**Goal of the exercise**.
Write out every one of the records below word for word, leaving out the pictures.

Stored records
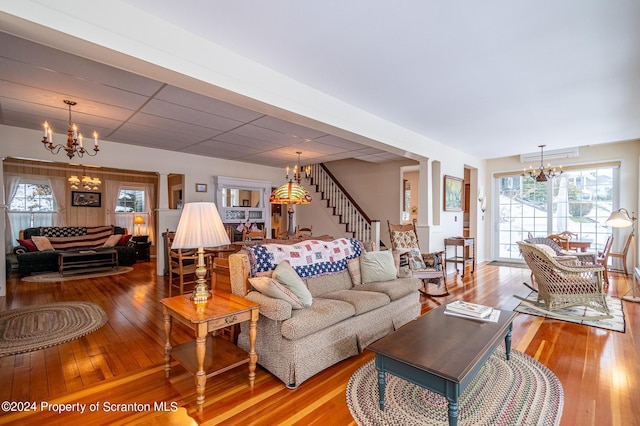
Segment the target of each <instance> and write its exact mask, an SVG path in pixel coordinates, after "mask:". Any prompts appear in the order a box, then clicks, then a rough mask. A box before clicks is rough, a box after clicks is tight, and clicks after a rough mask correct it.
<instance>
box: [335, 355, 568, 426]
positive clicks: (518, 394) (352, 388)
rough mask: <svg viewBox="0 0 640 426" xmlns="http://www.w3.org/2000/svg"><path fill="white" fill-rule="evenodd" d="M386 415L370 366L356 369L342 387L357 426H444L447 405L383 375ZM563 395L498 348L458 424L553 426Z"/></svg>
mask: <svg viewBox="0 0 640 426" xmlns="http://www.w3.org/2000/svg"><path fill="white" fill-rule="evenodd" d="M386 376H387V379H386V387H385V409H384V411H380V408H379V405H378V395H379V394H378V373H377V371H376V367H375V364H374V361H373V360H372V361H370V362H368V363H367V364H365V365H363V366H362V367H360V368H359V369H358V370H357V371H356V372H355V373H354V374H353V376H351V378H350V379H349V383H348V384H347V392H346V394H347V405H348V406H349V410H350V411H351V415H352V416H353V418H354V420H355V421H356V423H357V424H358V425H403V426H404V425H447V424H448V417H447V411H448V406H447V400H446V398H445V397H443V396H440V395H438V394H436V393H433V392H431V391H428V390H425V389H423V388H421V387H419V386H417V385H414V384H413V383H410V382H407V381H405V380H403V379H400V378H398V377H395V376H393V375H391V374H387V375H386ZM563 405H564V392H563V390H562V384H561V383H560V381H559V380H558V378H557V377H556V376H555V374H553V373H552V372H551V370H549V369H548V368H547V367H545V366H544V365H542V364H540V363H539V362H538V361H536V360H535V359H533V358H531V357H530V356H528V355H526V354H524V353H522V352H519V351H515V350H512V351H511V359H510V360H509V361H507V360H506V357H505V351H504V347H498V348H497V349H496V351H495V352H494V354H493V355H492V356H491V357H490V358H489V360H488V361H487V363H486V364H485V366H484V367H483V368H482V369H481V370H480V371H479V372H478V374H477V375H476V377H475V378H474V379H473V380H472V382H471V383H470V384H469V386H468V387H467V388H466V389H465V391H464V392H463V393H462V395H461V397H460V402H459V406H458V408H459V412H458V424H459V425H461V426H464V425H471V424H472V425H487V426H489V425H490V426H495V425H518V426H521V425H536V426H537V425H558V424H560V417H561V415H562V407H563Z"/></svg>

**Result of the exercise**.
Segment the target of each <instance> and write its exact mask, an SVG path in pixel coordinates, after "mask:". Any prompts appear in the order a box, then clicks, then a rough mask. A box before clicks is rough, a box after clicks is tight, and clicks after a rough mask correct it.
<instance>
box: [335, 355, 568, 426]
positive clicks: (518, 394) (352, 388)
rough mask: <svg viewBox="0 0 640 426" xmlns="http://www.w3.org/2000/svg"><path fill="white" fill-rule="evenodd" d="M386 415L370 366L356 369L342 387L357 426H444L447 405L383 375ZM563 395L498 348L458 424L553 426Z"/></svg>
mask: <svg viewBox="0 0 640 426" xmlns="http://www.w3.org/2000/svg"><path fill="white" fill-rule="evenodd" d="M386 376H387V379H386V387H385V409H384V411H380V408H379V405H378V395H379V394H378V373H377V371H376V367H375V364H374V361H373V360H372V361H370V362H368V363H367V364H365V365H363V366H362V367H360V368H359V369H358V370H357V371H356V372H355V373H354V374H353V376H351V378H350V379H349V383H348V384H347V392H346V394H347V405H348V406H349V410H350V411H351V415H352V416H353V418H354V420H355V421H356V423H357V424H358V425H403V426H404V425H447V424H448V417H447V411H448V406H447V400H446V398H445V397H443V396H440V395H438V394H436V393H433V392H431V391H428V390H425V389H423V388H421V387H419V386H417V385H414V384H413V383H410V382H407V381H405V380H403V379H400V378H398V377H395V376H393V375H391V374H387V375H386ZM563 405H564V392H563V390H562V384H561V383H560V381H559V380H558V378H557V377H556V376H555V374H553V373H552V372H551V370H549V369H548V368H547V367H545V366H544V365H542V364H540V363H539V362H538V361H536V360H535V359H533V358H531V357H530V356H528V355H526V354H524V353H522V352H519V351H515V350H512V351H511V359H510V360H509V361H507V360H506V357H505V351H504V347H498V348H497V349H496V351H495V352H494V354H493V355H492V356H491V357H490V358H489V360H488V361H487V363H486V364H485V366H484V367H483V368H482V369H481V370H480V371H479V372H478V374H477V375H476V377H475V378H474V379H473V380H472V382H471V383H470V384H469V386H468V387H467V388H466V389H465V391H464V392H463V393H462V395H461V397H460V402H459V406H458V408H459V412H458V424H459V425H461V426H464V425H471V424H472V425H487V426H489V425H490V426H495V425H518V426H521V425H536V426H537V425H558V424H560V417H561V415H562V407H563Z"/></svg>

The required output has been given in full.